▸ WHAT YOU SHOULD DO: Search the data for the string "Target" and extract every line where it appears.

(Beginning of AVAILABLE DATA)

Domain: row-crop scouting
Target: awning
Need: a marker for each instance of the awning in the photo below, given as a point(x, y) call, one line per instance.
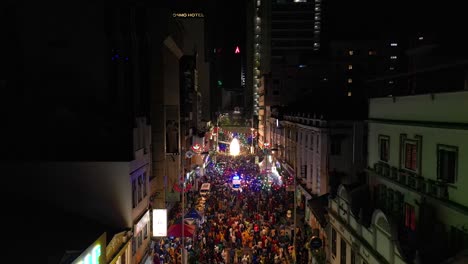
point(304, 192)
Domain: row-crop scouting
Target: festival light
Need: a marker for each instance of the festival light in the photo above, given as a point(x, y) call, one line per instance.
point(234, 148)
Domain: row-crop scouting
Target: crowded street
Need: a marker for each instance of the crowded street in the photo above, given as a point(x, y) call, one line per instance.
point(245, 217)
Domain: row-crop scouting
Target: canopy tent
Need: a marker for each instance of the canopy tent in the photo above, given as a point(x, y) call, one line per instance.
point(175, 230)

(End of AVAILABLE DATA)
(Beginning of AVAILABLE DATA)

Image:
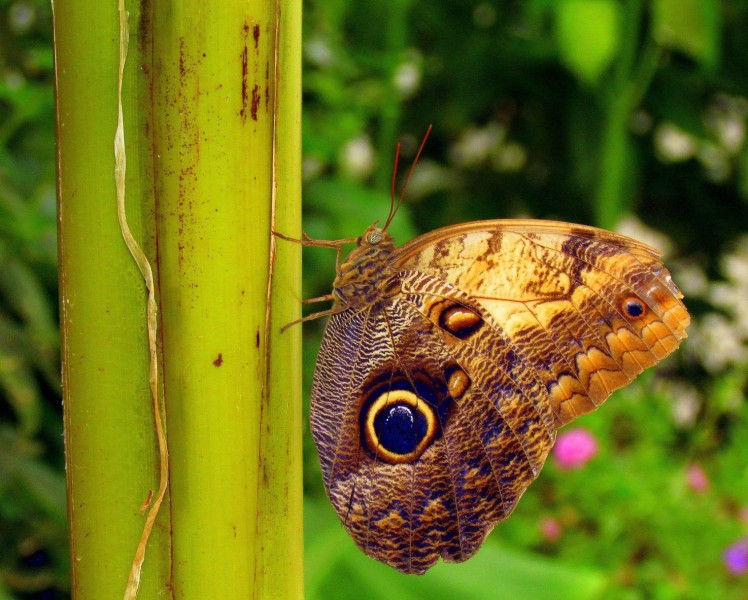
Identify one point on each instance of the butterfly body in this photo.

(End of AVAILABLE DATA)

▸ OUTPUT FOR THIS EXERCISE:
Target: awning
Target: festival light
Target: crowded street
Target: canopy tent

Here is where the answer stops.